*Page:*
□ □ □

Battle Riot IV was a professional wrestling supercard event produced by Major League Wrestling (MLW) that took place on June 23, 2022 at the Melrose Ballroom in New York City. It was the fourth event under the Battle Riot chronology.

Matches from the event were taped for future MLW programming; the main card aired on November 3, 2022 on Pro Wrestling TV (PWTV), while the undercard would air as part of the new season of MLW Fusion that premiered on November 10.

Production

Background
Battle Riot is a recurring event that was established by MLW in 2018. The event is named after the Battle Riot match, a multi-competitor match type in which wrestlers are eliminated until one is left and declared winner. The match begins with a number of participants in the ring, who are then eliminated by either pin, submission, or going over the top rope and having both feet touch the venue floor. The declared winner of the Battle Riot match receives a future title shot for the MLW World Heavyweight Championship. On March 19, 2022, it was announced that Battle Riot IV would take place on June 23, 2022 at the Melrose Ballroom in New York City.

Storylines
The show feature several professional wrestling matches that resulted from scripted storylines, where wrestlers portrayed villains, heroes, or less distinguishable characters in the scripted events that built tension and culminated in a wrestling match or series of matches.

The main feature of the event is the titular Battle Riot match, a 40-man rumble rules-based match where the winner will receive a "golden ticket", which they can redeem for an MLW World Heavyweight Championship match anytime and anywhere. On the May 19 episode of Fusion, MLW announced the first five participants in the Battle Riot: Lince Dorado, Marshall Von Erich, Alex Kane, Calvin Tankman, and Killer Kross. The week after that, the field included EJ Nduka, Jacob Fatu, Mini Abismo Negro Budd Heavy, Matt Cross, and Ross Von Erich. Bandido, KC Navarro, Lance Anoa'i, Juicy Finau, and Richard Holliday were announced on June 2. On June 9, names announced included Real1, Davey Richards, Little Guido, Ace Romero, Savio Vega, and Los Maximos (Joel and Jose). O the June 16 Fusion, Mads Krügger, Myron Reed, Ken Broadway, Warhorse, and Microman entered the match. On June 23, Gangrel, Arez, Mr. Thomas, and Dr. Dax were added to the match.

□ □ □

*Dataset excerpt:*
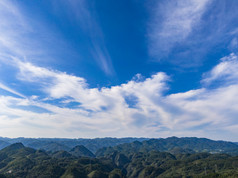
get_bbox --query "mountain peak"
[6,142,25,150]
[69,145,95,157]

□ □ □

*Written task:*
Using the Battle Riot IV article, answer the following:
(a) In what venue did the event take place?
(b) On what date and on which network did the main card air?
(c) How many wrestlers does the article give for the titular Battle Riot match?
Rely solely on the Battle Riot IV article, not on the data, when responding.

*Response:*
(a) The Melrose Ballroom in New York City.
(b) November 3, 2022, on Pro Wrestling TV (PWTV).
(c) 40.